### PROBLEM TO SOLVE
Render every line of the listing below as a JSON list of strings, one string per line, and leave out any blank lines.

━━━ RECORDS SUPPLIED

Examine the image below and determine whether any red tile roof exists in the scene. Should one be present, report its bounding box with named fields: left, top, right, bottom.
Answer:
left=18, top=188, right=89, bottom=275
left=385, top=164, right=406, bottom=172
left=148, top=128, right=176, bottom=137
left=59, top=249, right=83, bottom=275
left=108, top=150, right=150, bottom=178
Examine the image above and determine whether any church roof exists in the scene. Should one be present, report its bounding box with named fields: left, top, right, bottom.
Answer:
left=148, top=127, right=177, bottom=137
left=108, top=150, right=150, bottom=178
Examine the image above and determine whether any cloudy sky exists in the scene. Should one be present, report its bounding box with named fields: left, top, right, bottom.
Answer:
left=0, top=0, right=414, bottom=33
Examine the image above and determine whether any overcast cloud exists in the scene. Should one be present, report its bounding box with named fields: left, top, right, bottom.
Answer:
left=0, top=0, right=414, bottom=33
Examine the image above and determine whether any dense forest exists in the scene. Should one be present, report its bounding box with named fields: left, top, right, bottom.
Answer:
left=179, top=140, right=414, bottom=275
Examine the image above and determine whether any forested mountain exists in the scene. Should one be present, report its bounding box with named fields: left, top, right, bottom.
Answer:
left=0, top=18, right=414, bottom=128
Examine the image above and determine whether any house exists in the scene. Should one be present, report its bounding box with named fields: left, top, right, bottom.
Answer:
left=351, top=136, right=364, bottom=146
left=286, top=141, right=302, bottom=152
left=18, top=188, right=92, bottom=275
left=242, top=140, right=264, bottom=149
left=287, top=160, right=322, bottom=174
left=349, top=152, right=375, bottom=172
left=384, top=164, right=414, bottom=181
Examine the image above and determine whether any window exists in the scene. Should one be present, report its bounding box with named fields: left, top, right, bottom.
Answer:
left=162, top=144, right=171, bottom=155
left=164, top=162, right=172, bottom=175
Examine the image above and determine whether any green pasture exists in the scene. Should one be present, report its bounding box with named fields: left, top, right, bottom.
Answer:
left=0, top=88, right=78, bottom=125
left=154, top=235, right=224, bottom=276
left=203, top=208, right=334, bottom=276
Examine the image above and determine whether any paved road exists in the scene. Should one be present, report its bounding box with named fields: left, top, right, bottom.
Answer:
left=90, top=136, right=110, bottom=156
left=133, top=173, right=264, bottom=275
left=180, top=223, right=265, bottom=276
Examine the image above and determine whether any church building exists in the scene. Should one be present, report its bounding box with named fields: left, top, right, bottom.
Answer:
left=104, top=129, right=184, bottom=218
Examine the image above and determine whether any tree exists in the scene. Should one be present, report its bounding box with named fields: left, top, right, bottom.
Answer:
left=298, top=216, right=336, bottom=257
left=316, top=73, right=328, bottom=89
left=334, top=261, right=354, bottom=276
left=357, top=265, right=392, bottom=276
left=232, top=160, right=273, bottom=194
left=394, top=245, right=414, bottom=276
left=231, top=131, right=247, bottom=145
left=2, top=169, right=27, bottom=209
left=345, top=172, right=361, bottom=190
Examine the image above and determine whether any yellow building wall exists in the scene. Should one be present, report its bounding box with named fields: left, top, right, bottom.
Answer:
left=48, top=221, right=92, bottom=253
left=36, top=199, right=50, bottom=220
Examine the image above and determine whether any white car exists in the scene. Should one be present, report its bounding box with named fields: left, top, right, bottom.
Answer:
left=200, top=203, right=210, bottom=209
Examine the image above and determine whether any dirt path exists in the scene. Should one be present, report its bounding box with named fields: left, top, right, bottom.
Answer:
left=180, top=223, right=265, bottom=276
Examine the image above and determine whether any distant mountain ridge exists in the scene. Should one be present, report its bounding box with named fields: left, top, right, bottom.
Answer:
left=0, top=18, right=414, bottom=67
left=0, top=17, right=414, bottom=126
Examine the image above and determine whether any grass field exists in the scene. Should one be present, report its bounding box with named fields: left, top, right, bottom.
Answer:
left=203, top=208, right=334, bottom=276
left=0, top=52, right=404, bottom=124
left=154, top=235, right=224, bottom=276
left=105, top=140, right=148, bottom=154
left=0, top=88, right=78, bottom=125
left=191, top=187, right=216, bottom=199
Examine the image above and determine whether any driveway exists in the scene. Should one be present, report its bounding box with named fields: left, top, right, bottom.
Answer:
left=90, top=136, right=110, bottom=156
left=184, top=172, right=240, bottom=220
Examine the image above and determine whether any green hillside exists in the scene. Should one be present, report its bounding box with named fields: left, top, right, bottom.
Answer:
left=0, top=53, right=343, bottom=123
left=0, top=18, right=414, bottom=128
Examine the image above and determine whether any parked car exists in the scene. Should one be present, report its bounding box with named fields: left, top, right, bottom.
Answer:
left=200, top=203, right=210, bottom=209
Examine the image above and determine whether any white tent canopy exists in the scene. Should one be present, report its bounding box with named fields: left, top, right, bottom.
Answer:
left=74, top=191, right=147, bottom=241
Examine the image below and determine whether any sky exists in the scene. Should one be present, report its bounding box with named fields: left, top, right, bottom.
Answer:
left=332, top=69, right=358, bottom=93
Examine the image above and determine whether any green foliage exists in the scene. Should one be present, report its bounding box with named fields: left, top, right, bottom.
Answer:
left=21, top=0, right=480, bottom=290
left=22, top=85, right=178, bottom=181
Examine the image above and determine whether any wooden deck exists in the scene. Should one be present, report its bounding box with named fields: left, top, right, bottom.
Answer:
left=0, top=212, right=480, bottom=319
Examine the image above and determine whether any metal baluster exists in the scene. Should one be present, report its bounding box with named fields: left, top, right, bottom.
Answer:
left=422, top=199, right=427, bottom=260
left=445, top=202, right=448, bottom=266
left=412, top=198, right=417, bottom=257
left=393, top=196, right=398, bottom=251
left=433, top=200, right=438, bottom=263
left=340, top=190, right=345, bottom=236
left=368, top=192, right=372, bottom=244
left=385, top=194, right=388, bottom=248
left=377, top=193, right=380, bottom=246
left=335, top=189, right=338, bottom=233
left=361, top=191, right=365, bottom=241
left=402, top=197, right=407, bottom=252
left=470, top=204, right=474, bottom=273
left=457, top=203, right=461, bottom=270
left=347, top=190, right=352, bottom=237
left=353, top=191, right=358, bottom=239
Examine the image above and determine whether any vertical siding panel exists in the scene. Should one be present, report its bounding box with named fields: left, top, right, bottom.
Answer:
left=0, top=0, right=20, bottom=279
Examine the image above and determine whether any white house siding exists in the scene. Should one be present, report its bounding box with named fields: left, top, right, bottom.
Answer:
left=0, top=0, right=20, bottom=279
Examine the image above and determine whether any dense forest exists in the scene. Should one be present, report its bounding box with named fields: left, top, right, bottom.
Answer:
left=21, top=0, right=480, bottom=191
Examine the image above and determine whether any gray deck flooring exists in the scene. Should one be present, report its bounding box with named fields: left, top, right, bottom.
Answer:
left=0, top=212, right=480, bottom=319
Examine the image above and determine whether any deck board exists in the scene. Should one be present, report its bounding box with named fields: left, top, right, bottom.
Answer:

━━━━━━

### EXERCISE OUTPUT
[
  "Examine the image below and determine whether any red tile roof exists in the scene. Should one be present, report its bounding box with named fields: left, top, right, bottom.",
  "Answer:",
  "left=18, top=188, right=89, bottom=275",
  "left=385, top=164, right=406, bottom=172",
  "left=148, top=128, right=176, bottom=137",
  "left=59, top=249, right=83, bottom=275",
  "left=108, top=150, right=150, bottom=178",
  "Examine the image above and determine whether any church roof exists in the scene. Should one be present, report its bounding box with named fields: left, top, right, bottom.",
  "Answer:",
  "left=148, top=127, right=177, bottom=137",
  "left=108, top=150, right=150, bottom=178",
  "Examine the image above and determine whether any cloudy sky exists in the scene. Should one be present, report its bounding box with named fields: left, top, right, bottom.",
  "Answer:",
  "left=0, top=0, right=414, bottom=33",
  "Examine the image above and determine whether any overcast cloud exists in the scene. Should one be present, report its bounding box with named fields: left, top, right, bottom.",
  "Answer:",
  "left=0, top=0, right=414, bottom=33",
  "Examine the image above and determine whether any dense forest exists in the scene. Should one be present, report its bounding box with named fields: left, top, right, bottom.",
  "Answer:",
  "left=179, top=140, right=414, bottom=275",
  "Examine the image above and determine whether any forested mountain exists in the scene. Should one be present, report its bounding box with named fields: left, top, right, bottom.",
  "Answer:",
  "left=0, top=18, right=414, bottom=128",
  "Examine the image above and determine whether any house exists in the scene. Should one be present, report its bounding box with named fields: left, top, right, bottom.",
  "Answer:",
  "left=351, top=136, right=364, bottom=146",
  "left=286, top=141, right=302, bottom=152",
  "left=18, top=188, right=92, bottom=275",
  "left=242, top=140, right=264, bottom=149",
  "left=287, top=160, right=322, bottom=174",
  "left=349, top=152, right=375, bottom=172",
  "left=384, top=164, right=414, bottom=181",
  "Examine the image above and determine whether any window exists in the scene. Should one be present, report its bounding box with named fields: left, top, right, bottom.",
  "Answer:",
  "left=162, top=144, right=171, bottom=155",
  "left=164, top=162, right=172, bottom=175",
  "Examine the image above and determine whether any green pasture exists in the scene. Should one be present, report its bounding box with named fields: left, top, right, bottom.",
  "Answer:",
  "left=0, top=88, right=78, bottom=125",
  "left=154, top=235, right=224, bottom=276",
  "left=203, top=208, right=334, bottom=276",
  "Examine the image above and determine whether any paved road exists in the scene. Should one be present, report its bounding box with named fields: left, top, right, bottom.",
  "Answer:",
  "left=90, top=136, right=110, bottom=156",
  "left=133, top=173, right=264, bottom=275",
  "left=180, top=223, right=265, bottom=276",
  "Examine the image above and determine whether any church building exists in the scene. Should one be present, report its bounding box with named fields: left, top, right, bottom.",
  "Answer:",
  "left=104, top=129, right=184, bottom=218",
  "Examine the image above and determine whether any tree exists in the scene. Should one be present, report its bounding box with named fields: left, top, right, bottom.",
  "Answer:",
  "left=298, top=216, right=336, bottom=257",
  "left=316, top=73, right=328, bottom=89",
  "left=334, top=261, right=354, bottom=276",
  "left=357, top=265, right=392, bottom=276",
  "left=232, top=160, right=273, bottom=194",
  "left=394, top=245, right=414, bottom=276",
  "left=231, top=131, right=247, bottom=145",
  "left=2, top=169, right=27, bottom=209",
  "left=345, top=172, right=361, bottom=190",
  "Examine the image above and determine whether any yellow building wall exists in the scene. Should one be present, report its bounding box with named fields: left, top, right, bottom.",
  "Answer:",
  "left=48, top=221, right=92, bottom=253",
  "left=36, top=199, right=50, bottom=220",
  "Examine the image above and determine whether any white car exists in the scene. Should one be present, report its bounding box with named fields: left, top, right, bottom.",
  "Answer:",
  "left=200, top=203, right=210, bottom=209",
  "Examine the image above and determine whether any dirt path exists in the scene. Should one be present, report its bounding box with named fields: left, top, right, bottom.",
  "Answer:",
  "left=180, top=223, right=265, bottom=276",
  "Examine the image above and determine whether any distant mountain ridge exists in the scene. Should one be present, report its bounding box with named fields: left, top, right, bottom.",
  "Answer:",
  "left=0, top=18, right=414, bottom=67",
  "left=0, top=17, right=414, bottom=126",
  "Examine the image above and determine whether any grass field exists in the scene. Should one be present, report its bounding box with named fields: left, top, right, bottom.",
  "Answer:",
  "left=203, top=208, right=334, bottom=276",
  "left=0, top=52, right=404, bottom=124",
  "left=154, top=235, right=224, bottom=276",
  "left=105, top=140, right=148, bottom=154",
  "left=0, top=88, right=78, bottom=125",
  "left=191, top=187, right=216, bottom=199",
  "Examine the image above and determine whether any driveway exists in the scene. Should one be present, report its bounding box with named fields: left, top, right, bottom.",
  "Answer:",
  "left=90, top=136, right=110, bottom=156",
  "left=184, top=172, right=240, bottom=220",
  "Examine the image above and determine whether any green hillside exists in the scene. Should one be present, report its bounding box with named fields: left, top, right, bottom.",
  "Answer:",
  "left=0, top=53, right=343, bottom=123",
  "left=0, top=18, right=414, bottom=128",
  "Examine the image above and determine whether any parked car exists in the scene. Should one be present, report its bounding box with named fields: left, top, right, bottom.",
  "Answer:",
  "left=200, top=203, right=210, bottom=209",
  "Examine the image above and determine whether any white tent canopy exists in the scene. Should one be present, report its bounding box with named fields: left, top, right, bottom.",
  "Answer:",
  "left=74, top=191, right=147, bottom=241",
  "Examine the image below and determine whether any sky exists in the scene. Should one be present, report its bounding box with named fields: left, top, right, bottom.",
  "Answer:",
  "left=332, top=69, right=358, bottom=93",
  "Examine the image above and determine whether any green foliage exists in the scene. Should one be present, report its bounding box with named fields: left, top, right, bottom.",
  "Answer:",
  "left=21, top=0, right=480, bottom=290",
  "left=22, top=85, right=178, bottom=181",
  "Examine the image above and determine whether any wooden deck exists in the scene. Should one be present, report its bounding box with named fields: left, top, right, bottom.",
  "Answer:",
  "left=0, top=212, right=480, bottom=319",
  "Examine the image above and determine whether any metal baluster exists in the scene. Should one be present, report its bounding box with named fields: left, top, right, bottom.",
  "Answer:",
  "left=422, top=199, right=427, bottom=260",
  "left=445, top=202, right=448, bottom=266",
  "left=412, top=198, right=417, bottom=257",
  "left=393, top=196, right=398, bottom=251",
  "left=433, top=200, right=438, bottom=263",
  "left=340, top=190, right=345, bottom=236",
  "left=368, top=192, right=372, bottom=244",
  "left=385, top=194, right=388, bottom=248",
  "left=377, top=193, right=380, bottom=246",
  "left=335, top=189, right=338, bottom=233",
  "left=361, top=191, right=365, bottom=241",
  "left=402, top=197, right=407, bottom=252",
  "left=470, top=204, right=474, bottom=273",
  "left=457, top=203, right=461, bottom=270",
  "left=347, top=190, right=352, bottom=237",
  "left=353, top=191, right=358, bottom=239",
  "Examine the image above and determine whether any vertical siding panel exists in the scene. Should one be present, report its bounding box with named fields: left, top, right, bottom.",
  "Answer:",
  "left=0, top=0, right=20, bottom=279",
  "Examine the image above and determine whether any white house siding exists in the scene. Should one be present, report its bounding box with named fields: left, top, right, bottom.",
  "Answer:",
  "left=0, top=0, right=20, bottom=279",
  "Examine the image above and determine whether any dense forest exists in the scene. Should one be present, report its bounding box with named fields: left, top, right, bottom.",
  "Answer:",
  "left=21, top=0, right=480, bottom=191",
  "Examine the image above and determine whether any gray deck flooring exists in the scene. Should one be present, report its bounding box with named fields: left, top, right, bottom.",
  "Answer:",
  "left=0, top=212, right=480, bottom=319",
  "Examine the image above and determine whether any deck board exists in the scene. Should one be present, report its bounding box with named fields: left, top, right, bottom.",
  "Answer:"
]